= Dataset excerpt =
+ + +

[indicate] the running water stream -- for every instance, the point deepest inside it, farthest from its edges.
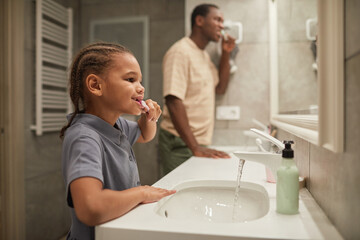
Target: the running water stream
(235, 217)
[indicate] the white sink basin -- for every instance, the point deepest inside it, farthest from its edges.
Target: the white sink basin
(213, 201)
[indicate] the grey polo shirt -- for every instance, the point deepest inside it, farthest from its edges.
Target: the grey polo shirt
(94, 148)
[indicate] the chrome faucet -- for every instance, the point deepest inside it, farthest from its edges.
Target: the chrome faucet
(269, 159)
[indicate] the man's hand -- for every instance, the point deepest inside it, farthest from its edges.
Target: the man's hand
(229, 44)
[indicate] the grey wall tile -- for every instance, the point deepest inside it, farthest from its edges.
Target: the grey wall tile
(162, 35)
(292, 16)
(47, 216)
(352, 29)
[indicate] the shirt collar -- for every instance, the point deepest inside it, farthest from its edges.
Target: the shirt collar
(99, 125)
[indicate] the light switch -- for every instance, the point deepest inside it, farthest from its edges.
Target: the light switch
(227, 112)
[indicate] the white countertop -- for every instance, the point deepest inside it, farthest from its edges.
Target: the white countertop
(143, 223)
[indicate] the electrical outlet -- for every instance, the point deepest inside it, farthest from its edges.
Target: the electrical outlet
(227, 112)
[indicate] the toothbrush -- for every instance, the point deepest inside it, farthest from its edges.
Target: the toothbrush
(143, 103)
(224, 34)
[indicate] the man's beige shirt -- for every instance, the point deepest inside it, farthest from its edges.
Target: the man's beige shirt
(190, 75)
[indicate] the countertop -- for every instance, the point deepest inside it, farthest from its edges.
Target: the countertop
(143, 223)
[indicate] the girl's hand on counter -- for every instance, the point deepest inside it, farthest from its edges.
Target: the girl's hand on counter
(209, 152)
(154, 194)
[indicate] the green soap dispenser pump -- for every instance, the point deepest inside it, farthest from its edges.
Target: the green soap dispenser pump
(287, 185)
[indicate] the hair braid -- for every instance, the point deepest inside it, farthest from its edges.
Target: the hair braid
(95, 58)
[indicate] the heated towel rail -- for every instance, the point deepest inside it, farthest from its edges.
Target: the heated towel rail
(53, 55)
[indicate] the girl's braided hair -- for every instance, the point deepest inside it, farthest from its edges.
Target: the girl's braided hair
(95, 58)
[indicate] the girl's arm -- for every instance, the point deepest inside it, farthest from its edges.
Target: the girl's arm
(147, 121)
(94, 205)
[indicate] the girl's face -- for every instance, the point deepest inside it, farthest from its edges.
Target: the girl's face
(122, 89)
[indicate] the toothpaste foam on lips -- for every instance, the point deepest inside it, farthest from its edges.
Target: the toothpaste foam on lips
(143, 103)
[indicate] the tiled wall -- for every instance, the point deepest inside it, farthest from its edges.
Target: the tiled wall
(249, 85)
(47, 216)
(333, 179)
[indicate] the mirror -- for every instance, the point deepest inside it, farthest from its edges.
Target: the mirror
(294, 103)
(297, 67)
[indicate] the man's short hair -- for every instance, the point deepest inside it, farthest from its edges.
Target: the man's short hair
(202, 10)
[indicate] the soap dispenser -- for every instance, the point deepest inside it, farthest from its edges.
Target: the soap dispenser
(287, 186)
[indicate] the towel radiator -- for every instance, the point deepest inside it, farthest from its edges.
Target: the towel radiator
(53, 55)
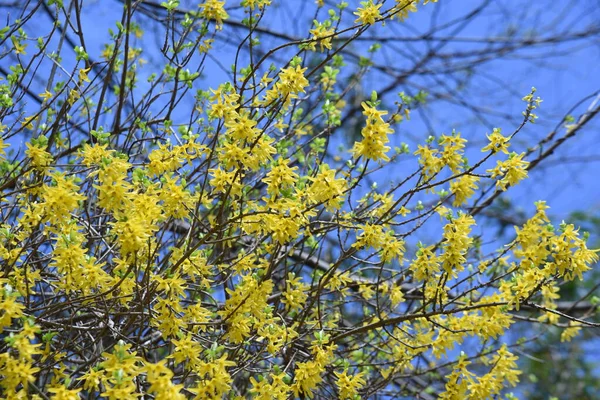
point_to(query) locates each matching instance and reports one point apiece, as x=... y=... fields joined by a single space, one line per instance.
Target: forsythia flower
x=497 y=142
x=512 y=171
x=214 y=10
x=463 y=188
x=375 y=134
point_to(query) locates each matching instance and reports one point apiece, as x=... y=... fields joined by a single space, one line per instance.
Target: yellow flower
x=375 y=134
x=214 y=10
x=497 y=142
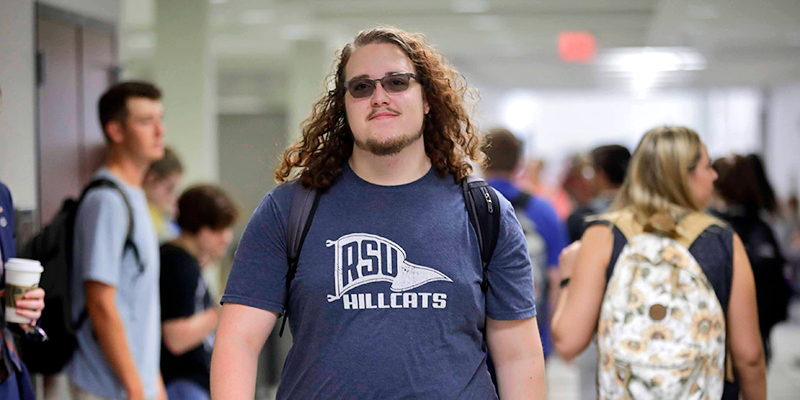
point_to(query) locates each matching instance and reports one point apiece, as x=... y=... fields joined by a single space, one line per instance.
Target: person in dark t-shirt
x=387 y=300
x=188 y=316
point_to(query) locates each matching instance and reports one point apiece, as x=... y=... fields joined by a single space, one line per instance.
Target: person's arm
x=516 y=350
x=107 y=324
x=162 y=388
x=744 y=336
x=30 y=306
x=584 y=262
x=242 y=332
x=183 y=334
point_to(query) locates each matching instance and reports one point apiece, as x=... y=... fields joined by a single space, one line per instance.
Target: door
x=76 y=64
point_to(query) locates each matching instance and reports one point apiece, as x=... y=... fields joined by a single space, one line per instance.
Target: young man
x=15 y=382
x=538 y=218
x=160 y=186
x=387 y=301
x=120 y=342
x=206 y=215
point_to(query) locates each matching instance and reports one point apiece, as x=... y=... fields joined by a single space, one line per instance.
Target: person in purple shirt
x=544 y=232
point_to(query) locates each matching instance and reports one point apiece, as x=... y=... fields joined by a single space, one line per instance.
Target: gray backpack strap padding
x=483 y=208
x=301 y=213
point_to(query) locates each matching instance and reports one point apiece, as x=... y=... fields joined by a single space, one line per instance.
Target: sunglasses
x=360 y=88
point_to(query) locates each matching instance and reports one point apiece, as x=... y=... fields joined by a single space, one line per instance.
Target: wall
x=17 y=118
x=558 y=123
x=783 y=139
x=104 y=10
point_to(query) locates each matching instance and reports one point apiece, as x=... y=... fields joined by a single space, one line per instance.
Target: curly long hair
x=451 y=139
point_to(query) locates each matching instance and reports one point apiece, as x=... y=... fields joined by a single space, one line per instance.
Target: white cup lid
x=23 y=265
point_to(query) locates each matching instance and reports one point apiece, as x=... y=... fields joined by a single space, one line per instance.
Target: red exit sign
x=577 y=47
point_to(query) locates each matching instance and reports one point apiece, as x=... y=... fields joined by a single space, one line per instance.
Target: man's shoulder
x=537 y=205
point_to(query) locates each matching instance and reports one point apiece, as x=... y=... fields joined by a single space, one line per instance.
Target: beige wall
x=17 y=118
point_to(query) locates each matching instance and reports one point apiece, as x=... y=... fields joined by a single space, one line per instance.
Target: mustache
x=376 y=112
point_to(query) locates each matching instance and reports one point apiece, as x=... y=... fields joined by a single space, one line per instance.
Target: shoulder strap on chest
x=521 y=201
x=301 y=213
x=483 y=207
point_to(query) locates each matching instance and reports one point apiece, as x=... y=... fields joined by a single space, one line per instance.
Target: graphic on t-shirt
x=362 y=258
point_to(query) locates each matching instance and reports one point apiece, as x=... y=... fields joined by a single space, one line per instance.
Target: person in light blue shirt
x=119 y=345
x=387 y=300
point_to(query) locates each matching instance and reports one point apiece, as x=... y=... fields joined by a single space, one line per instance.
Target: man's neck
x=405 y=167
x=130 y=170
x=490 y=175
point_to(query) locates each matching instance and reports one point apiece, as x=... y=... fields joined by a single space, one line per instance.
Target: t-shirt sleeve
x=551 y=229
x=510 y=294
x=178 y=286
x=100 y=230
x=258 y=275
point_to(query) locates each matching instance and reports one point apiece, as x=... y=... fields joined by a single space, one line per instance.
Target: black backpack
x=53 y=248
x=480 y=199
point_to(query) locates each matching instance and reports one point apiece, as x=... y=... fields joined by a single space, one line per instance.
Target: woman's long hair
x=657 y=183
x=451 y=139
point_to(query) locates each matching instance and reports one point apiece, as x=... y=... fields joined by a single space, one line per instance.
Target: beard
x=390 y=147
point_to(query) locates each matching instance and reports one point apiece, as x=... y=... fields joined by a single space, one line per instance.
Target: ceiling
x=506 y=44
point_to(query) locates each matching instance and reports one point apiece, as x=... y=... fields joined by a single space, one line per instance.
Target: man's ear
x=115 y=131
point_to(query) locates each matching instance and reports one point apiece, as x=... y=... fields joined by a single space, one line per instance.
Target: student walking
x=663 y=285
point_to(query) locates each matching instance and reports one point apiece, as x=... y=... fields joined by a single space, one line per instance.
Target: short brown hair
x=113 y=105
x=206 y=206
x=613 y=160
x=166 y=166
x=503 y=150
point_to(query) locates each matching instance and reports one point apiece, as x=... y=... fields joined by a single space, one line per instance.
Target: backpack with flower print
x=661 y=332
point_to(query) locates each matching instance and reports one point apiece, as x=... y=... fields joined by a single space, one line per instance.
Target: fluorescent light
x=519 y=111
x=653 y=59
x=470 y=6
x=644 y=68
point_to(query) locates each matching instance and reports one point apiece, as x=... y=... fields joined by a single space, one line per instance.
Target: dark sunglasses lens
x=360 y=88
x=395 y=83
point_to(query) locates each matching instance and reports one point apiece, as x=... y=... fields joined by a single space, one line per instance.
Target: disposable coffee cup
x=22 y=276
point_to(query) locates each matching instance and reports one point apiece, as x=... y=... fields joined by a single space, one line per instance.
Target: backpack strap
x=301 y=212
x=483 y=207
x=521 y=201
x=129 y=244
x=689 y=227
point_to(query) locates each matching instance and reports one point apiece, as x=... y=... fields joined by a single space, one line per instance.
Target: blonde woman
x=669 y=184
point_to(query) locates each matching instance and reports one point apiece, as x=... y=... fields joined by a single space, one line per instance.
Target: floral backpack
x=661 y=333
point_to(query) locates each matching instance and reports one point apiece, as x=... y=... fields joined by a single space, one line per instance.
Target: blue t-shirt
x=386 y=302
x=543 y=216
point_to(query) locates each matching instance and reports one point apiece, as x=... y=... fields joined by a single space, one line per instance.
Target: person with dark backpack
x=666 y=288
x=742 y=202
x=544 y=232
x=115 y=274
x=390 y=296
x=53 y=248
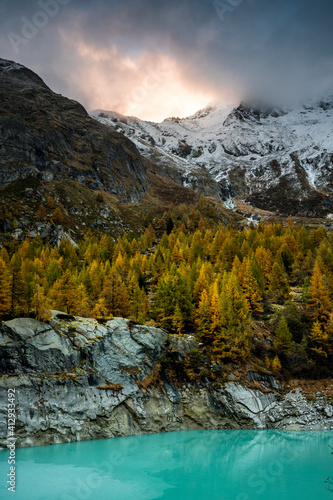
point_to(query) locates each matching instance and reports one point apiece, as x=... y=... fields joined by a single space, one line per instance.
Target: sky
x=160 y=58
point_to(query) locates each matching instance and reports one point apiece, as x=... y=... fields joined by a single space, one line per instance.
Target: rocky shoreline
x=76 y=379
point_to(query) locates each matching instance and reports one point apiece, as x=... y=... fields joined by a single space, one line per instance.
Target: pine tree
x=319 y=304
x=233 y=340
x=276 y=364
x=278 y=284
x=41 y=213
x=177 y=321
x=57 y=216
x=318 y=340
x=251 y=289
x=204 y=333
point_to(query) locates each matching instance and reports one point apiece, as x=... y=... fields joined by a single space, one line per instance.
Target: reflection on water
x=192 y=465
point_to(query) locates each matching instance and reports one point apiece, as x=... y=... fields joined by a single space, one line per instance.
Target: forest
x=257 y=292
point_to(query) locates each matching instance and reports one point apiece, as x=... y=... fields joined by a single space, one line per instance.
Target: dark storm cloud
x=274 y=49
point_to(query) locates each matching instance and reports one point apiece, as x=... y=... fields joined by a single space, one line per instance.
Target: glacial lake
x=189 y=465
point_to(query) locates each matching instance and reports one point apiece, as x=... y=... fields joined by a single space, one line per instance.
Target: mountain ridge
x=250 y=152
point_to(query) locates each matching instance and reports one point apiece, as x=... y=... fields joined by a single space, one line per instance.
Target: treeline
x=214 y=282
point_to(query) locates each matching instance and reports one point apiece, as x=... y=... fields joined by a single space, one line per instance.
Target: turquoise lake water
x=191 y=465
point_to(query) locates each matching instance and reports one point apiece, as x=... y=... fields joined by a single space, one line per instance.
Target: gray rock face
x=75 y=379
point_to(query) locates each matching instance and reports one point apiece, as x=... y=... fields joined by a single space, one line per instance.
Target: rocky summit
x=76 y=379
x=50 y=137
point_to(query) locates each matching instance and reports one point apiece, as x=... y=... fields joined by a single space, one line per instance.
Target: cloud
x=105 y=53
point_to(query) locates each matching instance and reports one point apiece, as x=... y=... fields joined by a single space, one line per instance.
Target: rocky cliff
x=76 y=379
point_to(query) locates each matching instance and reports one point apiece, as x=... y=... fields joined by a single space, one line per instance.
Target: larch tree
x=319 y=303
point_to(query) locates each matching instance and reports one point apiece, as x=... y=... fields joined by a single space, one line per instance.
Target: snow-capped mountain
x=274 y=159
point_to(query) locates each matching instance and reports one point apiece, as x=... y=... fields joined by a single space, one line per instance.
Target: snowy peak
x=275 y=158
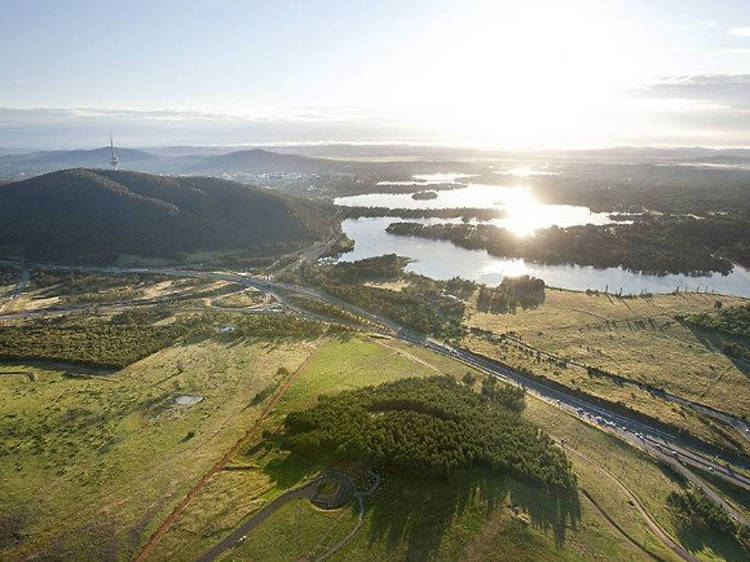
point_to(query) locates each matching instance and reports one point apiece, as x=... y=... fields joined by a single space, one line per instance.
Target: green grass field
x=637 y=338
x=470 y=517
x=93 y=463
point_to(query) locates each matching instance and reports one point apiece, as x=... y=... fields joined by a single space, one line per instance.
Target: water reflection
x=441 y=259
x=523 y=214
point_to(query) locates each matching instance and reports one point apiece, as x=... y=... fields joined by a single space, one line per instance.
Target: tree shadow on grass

+ + +

= PROBLEM DETAILS =
Report every line of the records that contains the word "braided", copying each one in full.

= SOLUTION BELOW =
[indicate] the girl's braided hair -- for every instance, the point deepest inside it, farthest from its edges.
Target: the girl's braided hair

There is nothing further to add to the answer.